-- begin --
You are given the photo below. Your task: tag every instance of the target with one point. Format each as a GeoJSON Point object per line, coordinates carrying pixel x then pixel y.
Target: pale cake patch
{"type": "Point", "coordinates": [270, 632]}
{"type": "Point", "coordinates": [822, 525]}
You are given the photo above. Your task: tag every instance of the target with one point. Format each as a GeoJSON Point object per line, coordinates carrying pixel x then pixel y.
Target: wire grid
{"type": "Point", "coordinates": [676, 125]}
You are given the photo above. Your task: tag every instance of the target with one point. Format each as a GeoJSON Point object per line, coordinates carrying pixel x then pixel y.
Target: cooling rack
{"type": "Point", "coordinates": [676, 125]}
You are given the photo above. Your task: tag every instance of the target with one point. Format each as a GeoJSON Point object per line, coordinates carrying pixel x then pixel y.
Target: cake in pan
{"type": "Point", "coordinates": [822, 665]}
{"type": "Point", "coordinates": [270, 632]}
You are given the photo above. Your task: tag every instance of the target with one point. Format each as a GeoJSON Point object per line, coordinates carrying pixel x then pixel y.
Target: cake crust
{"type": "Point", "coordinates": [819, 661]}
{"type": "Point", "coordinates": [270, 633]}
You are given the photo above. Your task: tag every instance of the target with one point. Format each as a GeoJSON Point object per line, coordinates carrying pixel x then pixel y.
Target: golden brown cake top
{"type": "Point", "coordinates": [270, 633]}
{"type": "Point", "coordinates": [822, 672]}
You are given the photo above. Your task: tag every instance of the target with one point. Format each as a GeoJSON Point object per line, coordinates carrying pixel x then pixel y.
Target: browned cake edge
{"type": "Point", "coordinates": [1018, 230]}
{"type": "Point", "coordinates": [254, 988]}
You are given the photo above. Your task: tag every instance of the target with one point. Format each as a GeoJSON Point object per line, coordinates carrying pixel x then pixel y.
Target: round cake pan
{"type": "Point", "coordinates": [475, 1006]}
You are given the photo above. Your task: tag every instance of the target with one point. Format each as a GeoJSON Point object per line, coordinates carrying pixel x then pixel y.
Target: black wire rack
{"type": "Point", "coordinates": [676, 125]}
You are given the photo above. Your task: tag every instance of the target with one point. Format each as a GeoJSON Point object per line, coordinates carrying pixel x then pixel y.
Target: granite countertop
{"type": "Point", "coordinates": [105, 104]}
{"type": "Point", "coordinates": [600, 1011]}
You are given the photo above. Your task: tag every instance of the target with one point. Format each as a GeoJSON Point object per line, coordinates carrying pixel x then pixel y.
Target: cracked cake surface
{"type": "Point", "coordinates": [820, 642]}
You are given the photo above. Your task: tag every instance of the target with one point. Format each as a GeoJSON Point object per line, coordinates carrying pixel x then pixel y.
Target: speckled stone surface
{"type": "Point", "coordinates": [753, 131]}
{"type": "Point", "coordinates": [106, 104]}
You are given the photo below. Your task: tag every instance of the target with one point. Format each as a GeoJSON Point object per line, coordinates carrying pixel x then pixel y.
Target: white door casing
-- end --
Show every line above that contains the word "cake", copying each one in full. Case counts.

Target: pale cake patch
Target: cake in pan
Target: cake crust
Target: golden brown cake top
Target: browned cake edge
Target: round cake pan
Target: cracked cake surface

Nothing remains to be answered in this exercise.